**Exercise requirements:**
Rewrite the material from the line with "Could you point at the truck" through the end, changing each "black shoe" to "dark shoe" and keeping everything else the same.

**Provided data:**
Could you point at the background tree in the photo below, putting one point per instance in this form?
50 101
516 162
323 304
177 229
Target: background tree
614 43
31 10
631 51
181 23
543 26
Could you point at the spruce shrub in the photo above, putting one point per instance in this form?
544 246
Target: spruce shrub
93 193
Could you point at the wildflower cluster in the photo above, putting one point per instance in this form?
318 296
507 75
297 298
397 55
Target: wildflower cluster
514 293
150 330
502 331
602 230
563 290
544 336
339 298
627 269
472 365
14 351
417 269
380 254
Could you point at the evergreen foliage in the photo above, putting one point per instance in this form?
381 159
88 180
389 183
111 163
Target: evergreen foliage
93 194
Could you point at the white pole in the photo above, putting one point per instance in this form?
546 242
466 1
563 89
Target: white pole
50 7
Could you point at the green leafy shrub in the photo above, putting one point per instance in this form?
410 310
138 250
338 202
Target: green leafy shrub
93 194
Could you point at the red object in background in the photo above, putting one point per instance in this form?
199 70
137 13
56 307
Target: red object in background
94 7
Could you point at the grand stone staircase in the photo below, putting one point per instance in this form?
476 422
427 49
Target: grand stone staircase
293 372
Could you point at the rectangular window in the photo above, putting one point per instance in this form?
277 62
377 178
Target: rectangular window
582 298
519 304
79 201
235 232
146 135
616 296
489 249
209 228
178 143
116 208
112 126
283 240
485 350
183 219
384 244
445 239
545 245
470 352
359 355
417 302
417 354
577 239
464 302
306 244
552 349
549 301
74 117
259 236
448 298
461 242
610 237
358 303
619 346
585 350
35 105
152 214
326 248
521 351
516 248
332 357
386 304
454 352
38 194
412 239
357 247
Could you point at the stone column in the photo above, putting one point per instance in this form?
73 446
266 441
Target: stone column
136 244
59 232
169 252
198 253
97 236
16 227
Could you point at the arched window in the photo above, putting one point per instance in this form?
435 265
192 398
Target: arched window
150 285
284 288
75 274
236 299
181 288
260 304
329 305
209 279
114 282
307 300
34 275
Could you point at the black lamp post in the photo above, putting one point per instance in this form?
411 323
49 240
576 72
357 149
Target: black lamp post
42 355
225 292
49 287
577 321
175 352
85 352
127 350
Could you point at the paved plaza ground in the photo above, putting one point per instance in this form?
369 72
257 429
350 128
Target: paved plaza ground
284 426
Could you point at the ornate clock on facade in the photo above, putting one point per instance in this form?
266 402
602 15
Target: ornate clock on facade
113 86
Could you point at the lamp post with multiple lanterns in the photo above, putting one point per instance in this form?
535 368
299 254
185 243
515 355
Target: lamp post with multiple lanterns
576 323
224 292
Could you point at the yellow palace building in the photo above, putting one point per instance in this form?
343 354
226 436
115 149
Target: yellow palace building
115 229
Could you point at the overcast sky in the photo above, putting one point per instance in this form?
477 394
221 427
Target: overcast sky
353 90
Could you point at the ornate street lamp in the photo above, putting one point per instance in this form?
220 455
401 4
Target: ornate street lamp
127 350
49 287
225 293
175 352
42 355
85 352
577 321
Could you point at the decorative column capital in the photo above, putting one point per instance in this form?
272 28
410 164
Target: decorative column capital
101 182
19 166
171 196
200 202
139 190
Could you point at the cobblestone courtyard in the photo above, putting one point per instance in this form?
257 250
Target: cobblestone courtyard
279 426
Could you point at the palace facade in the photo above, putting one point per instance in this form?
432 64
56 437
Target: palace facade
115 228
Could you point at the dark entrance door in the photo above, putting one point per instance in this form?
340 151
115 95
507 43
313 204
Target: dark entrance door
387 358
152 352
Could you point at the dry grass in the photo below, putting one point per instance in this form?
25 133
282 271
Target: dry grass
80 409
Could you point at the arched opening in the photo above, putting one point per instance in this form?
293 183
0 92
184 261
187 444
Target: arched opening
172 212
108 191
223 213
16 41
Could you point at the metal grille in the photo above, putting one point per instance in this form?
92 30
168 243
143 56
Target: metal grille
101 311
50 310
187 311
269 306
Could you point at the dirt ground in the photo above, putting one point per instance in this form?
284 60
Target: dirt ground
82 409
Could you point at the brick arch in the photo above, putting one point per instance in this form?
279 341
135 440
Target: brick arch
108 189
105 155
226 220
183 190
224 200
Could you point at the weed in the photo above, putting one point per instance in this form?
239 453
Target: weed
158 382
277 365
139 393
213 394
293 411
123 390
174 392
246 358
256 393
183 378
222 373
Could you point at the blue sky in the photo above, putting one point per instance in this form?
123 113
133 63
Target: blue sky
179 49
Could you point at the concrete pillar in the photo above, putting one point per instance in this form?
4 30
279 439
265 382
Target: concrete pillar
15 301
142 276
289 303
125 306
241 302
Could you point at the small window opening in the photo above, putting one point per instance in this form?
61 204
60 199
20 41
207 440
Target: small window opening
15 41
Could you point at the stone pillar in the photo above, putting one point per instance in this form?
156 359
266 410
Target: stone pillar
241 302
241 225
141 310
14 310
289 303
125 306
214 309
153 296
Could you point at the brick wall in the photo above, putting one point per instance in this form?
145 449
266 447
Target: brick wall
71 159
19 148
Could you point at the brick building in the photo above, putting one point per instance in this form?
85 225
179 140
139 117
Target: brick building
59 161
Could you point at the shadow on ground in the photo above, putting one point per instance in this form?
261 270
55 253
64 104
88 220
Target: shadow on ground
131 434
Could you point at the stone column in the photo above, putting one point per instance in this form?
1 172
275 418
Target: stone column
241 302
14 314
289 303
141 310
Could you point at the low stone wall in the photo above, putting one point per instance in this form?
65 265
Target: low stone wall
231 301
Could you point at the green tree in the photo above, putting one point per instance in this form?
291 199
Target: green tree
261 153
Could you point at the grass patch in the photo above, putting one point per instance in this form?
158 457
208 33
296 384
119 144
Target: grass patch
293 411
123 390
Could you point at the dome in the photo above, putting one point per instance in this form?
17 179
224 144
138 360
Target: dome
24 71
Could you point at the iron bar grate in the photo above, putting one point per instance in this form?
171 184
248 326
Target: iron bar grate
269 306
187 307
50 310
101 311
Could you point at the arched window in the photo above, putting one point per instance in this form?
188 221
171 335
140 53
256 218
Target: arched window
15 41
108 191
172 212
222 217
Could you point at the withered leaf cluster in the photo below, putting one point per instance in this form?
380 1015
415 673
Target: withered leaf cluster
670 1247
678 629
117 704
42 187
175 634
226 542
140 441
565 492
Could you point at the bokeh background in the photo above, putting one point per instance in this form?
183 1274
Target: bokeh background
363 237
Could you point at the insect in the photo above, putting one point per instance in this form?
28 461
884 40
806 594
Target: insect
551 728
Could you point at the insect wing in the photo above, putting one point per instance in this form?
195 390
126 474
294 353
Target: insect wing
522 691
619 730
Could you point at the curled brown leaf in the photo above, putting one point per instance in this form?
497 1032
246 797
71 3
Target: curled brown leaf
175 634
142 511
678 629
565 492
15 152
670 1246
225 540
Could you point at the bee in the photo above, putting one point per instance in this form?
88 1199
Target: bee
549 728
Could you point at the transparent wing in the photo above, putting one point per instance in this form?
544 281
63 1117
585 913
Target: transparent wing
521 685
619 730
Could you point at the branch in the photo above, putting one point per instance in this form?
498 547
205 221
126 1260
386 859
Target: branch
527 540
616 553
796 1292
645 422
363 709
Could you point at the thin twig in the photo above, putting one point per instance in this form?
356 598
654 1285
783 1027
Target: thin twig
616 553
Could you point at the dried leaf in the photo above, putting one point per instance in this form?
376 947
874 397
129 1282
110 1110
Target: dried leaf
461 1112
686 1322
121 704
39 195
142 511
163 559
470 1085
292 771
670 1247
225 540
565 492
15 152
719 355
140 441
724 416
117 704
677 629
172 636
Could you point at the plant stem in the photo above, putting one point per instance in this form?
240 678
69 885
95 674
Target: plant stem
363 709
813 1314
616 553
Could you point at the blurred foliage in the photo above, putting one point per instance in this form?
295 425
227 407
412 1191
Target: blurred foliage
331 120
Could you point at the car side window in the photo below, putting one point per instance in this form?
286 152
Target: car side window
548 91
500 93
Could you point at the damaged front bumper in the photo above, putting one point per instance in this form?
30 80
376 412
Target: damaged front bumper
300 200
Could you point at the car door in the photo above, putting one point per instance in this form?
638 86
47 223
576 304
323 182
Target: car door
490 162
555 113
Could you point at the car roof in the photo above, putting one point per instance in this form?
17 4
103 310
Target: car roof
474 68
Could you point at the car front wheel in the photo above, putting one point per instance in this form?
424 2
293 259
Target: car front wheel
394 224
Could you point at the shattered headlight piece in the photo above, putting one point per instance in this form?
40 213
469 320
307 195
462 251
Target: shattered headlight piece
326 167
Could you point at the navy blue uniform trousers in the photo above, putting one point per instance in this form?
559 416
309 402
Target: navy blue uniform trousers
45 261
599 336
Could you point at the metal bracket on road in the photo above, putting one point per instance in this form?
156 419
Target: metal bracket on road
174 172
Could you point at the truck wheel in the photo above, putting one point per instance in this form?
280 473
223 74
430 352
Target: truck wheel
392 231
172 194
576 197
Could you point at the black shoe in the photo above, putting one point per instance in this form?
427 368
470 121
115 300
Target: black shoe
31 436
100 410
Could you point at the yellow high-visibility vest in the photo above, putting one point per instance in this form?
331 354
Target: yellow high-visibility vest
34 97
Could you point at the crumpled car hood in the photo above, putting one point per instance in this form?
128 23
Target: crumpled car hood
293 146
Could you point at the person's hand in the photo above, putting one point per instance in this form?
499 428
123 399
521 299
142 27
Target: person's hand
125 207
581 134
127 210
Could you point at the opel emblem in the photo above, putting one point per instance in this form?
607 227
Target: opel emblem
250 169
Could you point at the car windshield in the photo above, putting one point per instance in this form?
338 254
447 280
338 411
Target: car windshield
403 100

**Reply to the exercise:**
Could you point at the truck wheel in the photo above, putting one point per instance in this form?
280 473
223 74
430 352
Target: truck wheel
392 231
172 194
576 197
Could you point at the dark shoe in the photo above, putting one point per instance in this form?
427 368
470 121
115 300
Target: dark shoe
31 436
100 410
Could you point at the yellow high-visibility vest in the photo above, putting one point per instance in this form?
331 354
Target: yellow high-visibility vest
34 97
Could you point at the crumpled car hood in the photo above, putting one point per instance in this form?
128 23
Target: crumpled car hood
293 146
Could you point at the person's hand in the photo above, putting one point per instance in this form?
499 428
123 399
521 299
142 27
Target: person's hand
125 207
581 134
127 210
Could you point at the opel emblem in the photo above, putting one point per instance in this form?
607 227
Target: opel emblem
250 169
Could you point at the car windshield in the photo above, putting one point per instance in this form?
338 254
447 280
338 411
Target: car windshield
403 100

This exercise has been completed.